Source text –
########
After Reporter, it was time to switch gears into fiction, so I jumped into Fitzgerald’s Tender is the Night.  Tender has been on my reading list for far too long and I wasn’t going to let another vacation pass without reading it.  In fact, I was actually planning on reading this one last year when I first came here, but I absentmindedly left the book back in Chicago, so it didn’t happen.  By a strange bit of Fate, I hadn’t read much Fitzgerald beyond Gatsby and his short stories until recently. 

Last year, after realizing I didn’t take Tender with me, I miraculously found a copy of The Beautiful and the Damned at the Trivandrum airport when traveling up to Delhi.  I really loved that one, so this year, Tender is the Night was back at the top of my India reading list.  Reading a Fitzgerald novel each year is a gift to any literature lover.  He is truly one of America’s best.   

I’m already about halfway into it and one thing that stands out when reading this novel is how the young were so much more mature and developed back then.  I guess with shorter life expectancy, the constant European/Western wars, and the hardships that came along with them, people just grew up so much faster than today.  One of the main women characters in Tender, an American named Rosemary, is introduced to us when she is about to turn 18 and is traveling around Europe and holding company with middle aged adults in a very mature and poised way and no one thinks twice about the age difference.

Also, I recently read Nabokov’s Laughter in the Dark, which is about a man in his forties who is contently married, but wants a mistress and then falls in love with an 18 year old that is able to handle herself among the man’s mature and erudite circle of friends.  Of course, once this relationship moves forward, the man’s life falls spectacularly apart, but that is classic Nabokov and has nothing to do with the age of the vixen at the center of the mess and more about the nature of man in general. 

Both novels take place in Europe at roughly the same time (1920s-1930s), but when we read them today, it is pretty much impossible to think of an American or European under 20 years old being as mature and worldly as the young characters in these novels.  Today, even when I meet someone in the States closer to 30 years old, most of them them have no idea about history, literature/arts, geography, politics or just about anything else that is outside of their myopic view of the world seen through Instagram and other social media. 

Has the extended peace in the West since the end of WWII delayed the development of our youth to such an extent that our young adults lack the tools necessary to survive in a more hostile and uncertain world?  I don’t think this is such a rhetorical question these days, as with the rise of Trump and populism/nationalism in Europe and the States, the current world order is not looking anywhere near as stable as it was only ten years ago.  Talk of the U.S. leaving NATO, tariff wars, a rising China and unchecked adversarial Russia are just a few warning signals on the horizon that could greatly undermine global stability and if that indeed does happen, will the backbone of our society- young adults from 18-30- be ready to carry the necessary load to see us through as our forefathers did the last time nationalism/Fascism rose up in Europe and threatened our freedoms and way of life?

I’m not so sure where we are headed, but enough of these far too serious (and depressing) thoughts.  I must be one of the only people around that goes on holidays and once he’s able to kick back a bit, starts working himself into a mental crisis about the current state of the world and U.S. culture.  Thus, I’m ending this post here and heading off to the beach to relax, take a swim and continue reading about a blossoming love affair against the backdrop of coming tragedy between an 18 year old and a middle aged married man in France during the heyday of the Jazz Age. 

 
Kovalam Beach from the top of the Lighthouse
I’ll update one last blog as the trip wraps up, but I’ve turned the corner on the Ayurveda and am very happy to be back in the land of curry, masala and purple togas/diapers.
########
Provided material –
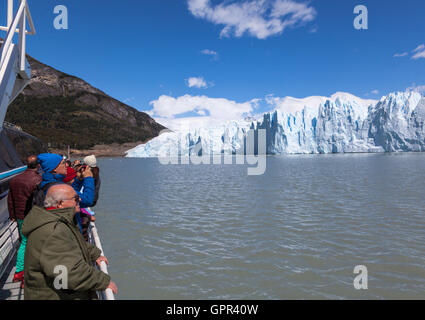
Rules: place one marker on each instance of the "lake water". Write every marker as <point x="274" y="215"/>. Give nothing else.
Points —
<point x="296" y="232"/>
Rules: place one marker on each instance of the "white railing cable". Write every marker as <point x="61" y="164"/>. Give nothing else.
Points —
<point x="107" y="294"/>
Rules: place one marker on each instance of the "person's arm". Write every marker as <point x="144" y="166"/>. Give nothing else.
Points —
<point x="61" y="255"/>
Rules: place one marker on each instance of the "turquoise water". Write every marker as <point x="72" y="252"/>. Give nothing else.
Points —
<point x="296" y="232"/>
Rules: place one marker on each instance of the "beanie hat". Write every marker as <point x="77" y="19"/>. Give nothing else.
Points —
<point x="49" y="161"/>
<point x="70" y="174"/>
<point x="90" y="161"/>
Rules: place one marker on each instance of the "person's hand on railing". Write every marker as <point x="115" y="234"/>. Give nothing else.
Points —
<point x="100" y="259"/>
<point x="113" y="287"/>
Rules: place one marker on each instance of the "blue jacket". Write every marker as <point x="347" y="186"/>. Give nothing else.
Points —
<point x="50" y="177"/>
<point x="87" y="196"/>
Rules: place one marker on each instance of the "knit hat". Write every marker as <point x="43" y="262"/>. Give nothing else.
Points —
<point x="90" y="161"/>
<point x="70" y="174"/>
<point x="49" y="161"/>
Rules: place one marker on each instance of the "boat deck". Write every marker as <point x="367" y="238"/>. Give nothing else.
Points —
<point x="10" y="290"/>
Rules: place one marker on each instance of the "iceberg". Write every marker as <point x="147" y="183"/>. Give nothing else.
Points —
<point x="341" y="123"/>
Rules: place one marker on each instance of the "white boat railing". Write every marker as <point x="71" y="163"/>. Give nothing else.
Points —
<point x="94" y="239"/>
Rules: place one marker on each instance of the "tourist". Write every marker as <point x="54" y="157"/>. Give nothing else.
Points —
<point x="70" y="176"/>
<point x="54" y="169"/>
<point x="84" y="186"/>
<point x="92" y="163"/>
<point x="55" y="249"/>
<point x="19" y="202"/>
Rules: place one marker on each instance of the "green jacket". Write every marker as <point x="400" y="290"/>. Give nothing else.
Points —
<point x="54" y="240"/>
########
Parts of the exercise –
1 – In the blog post, where did the writer find a copy of The Beautiful and the Damned?
2 – Copy the blog post starting at the words "Last year, after" and stopping after "of America’s best.", changing "Delhi" to "Mumbai".

Answers for the tasks –
1 – At the Trivandrum airport.

2 –
Last year, after realizing I didn’t take Tender with me, I miraculously found a copy of The Beautiful and the Damned at the Trivandrum airport when traveling up to Mumbai.  I really loved that one, so this year, Tender is the Night was back at the top of my India reading list.  Reading a Fitzgerald novel each year is a gift to any literature lover.  He is truly one of America’s best.